• _REQUIRED WORK_: Among the entries that follow, how many lines contain the word "large"? Give the number alone.

Collection entries
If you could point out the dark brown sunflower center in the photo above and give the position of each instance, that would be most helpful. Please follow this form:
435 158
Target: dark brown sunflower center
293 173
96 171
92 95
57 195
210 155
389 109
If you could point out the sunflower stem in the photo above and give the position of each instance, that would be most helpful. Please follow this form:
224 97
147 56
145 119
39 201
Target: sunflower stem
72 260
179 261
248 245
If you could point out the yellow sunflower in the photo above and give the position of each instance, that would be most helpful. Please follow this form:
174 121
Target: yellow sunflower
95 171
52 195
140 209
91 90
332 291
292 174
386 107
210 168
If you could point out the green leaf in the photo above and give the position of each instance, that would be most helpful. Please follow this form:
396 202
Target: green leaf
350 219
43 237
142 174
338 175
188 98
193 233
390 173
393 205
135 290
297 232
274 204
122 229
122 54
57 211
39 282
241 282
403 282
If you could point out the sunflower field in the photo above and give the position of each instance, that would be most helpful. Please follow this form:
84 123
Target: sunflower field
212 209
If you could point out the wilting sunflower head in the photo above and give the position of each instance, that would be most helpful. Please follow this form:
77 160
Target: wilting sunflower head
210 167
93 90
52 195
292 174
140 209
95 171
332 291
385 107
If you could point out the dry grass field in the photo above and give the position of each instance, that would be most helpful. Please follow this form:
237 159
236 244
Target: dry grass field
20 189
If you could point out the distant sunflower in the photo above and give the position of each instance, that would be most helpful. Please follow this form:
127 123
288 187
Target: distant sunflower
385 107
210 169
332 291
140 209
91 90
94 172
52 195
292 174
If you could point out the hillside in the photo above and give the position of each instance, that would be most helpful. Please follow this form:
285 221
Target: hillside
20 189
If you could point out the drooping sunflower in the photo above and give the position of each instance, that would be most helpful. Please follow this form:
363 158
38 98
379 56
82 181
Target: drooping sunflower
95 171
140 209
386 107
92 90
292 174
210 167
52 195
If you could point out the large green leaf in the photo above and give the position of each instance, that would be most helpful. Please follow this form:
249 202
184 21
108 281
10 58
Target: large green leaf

• _OUTPUT_: 2